WORK TO COMPLETE: Check each line of the material below for "flag" and copy those where it appears.

RECORDS TO PROCESS:
┄┄┄┄┄┄┄┄┄┄┄┄┄┄┄┄┄┄┄┄
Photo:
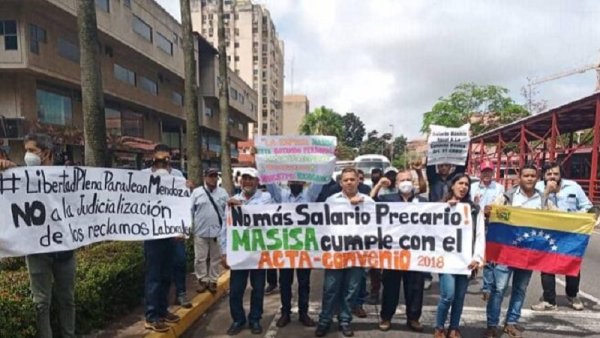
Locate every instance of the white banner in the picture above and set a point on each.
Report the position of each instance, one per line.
(399, 236)
(52, 209)
(295, 158)
(448, 145)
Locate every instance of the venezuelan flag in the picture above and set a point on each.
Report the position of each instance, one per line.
(539, 240)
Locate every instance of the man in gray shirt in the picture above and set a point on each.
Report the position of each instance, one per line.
(208, 214)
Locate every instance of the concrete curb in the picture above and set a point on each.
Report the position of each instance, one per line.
(200, 304)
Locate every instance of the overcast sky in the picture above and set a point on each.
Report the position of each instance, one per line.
(389, 61)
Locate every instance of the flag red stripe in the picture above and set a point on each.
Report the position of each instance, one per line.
(532, 259)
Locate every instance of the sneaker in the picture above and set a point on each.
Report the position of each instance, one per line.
(575, 303)
(270, 289)
(512, 331)
(212, 288)
(183, 302)
(359, 312)
(170, 318)
(385, 325)
(427, 284)
(157, 326)
(544, 306)
(202, 287)
(490, 332)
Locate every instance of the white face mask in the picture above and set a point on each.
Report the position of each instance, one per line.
(405, 187)
(32, 160)
(161, 172)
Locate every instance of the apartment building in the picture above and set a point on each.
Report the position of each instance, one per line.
(295, 107)
(142, 73)
(254, 52)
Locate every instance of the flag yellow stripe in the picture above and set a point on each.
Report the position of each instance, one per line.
(575, 222)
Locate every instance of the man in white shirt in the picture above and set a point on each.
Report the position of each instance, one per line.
(341, 286)
(208, 214)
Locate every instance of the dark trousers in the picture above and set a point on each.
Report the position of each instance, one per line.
(286, 279)
(413, 293)
(179, 267)
(375, 275)
(159, 257)
(237, 286)
(549, 287)
(272, 277)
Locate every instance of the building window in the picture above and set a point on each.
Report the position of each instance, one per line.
┄┄┄┄┄┄┄┄┄┄┄┄┄┄┄┄┄┄┄┄
SOLUTION BELOW:
Locate every instance of the venezuelan flag in the picture above and set a point on each.
Locate every instance of the flag red stripe in the picture above and set a point on each.
Locate every instance of the flag yellow stripe in the picture above and set a point on each.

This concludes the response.